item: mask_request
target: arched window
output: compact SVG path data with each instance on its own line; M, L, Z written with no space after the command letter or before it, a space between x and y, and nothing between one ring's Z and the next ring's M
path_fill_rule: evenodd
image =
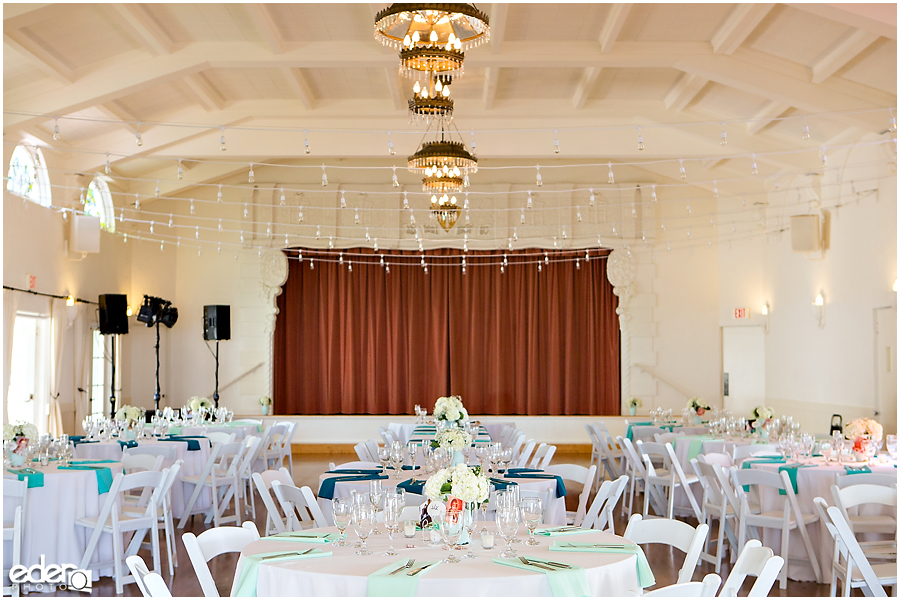
M107 231L116 230L116 217L113 213L112 195L109 186L99 177L94 177L84 197L84 213L100 218L100 227Z
M40 148L16 146L9 159L6 189L42 206L50 206L50 178Z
☆ ☆ ☆ ☆
Rewrite the rows above with "arched window" renamed to "window opening" and everything else left unchanged. Leave the pictures out of your answer.

__EXPECTED OUTPUT__
item: mask_request
target: window opening
output: compact SVG path data with each instance on its own line; M, L, Z written with no space after the command letter or before it, a space between x and y, and nothing between one ring's Z and the next ring's M
path_fill_rule: evenodd
image =
M107 231L116 230L116 217L113 213L112 195L109 186L99 177L94 177L84 197L84 213L100 218L100 227Z
M40 148L16 146L9 159L6 189L42 206L50 206L50 178Z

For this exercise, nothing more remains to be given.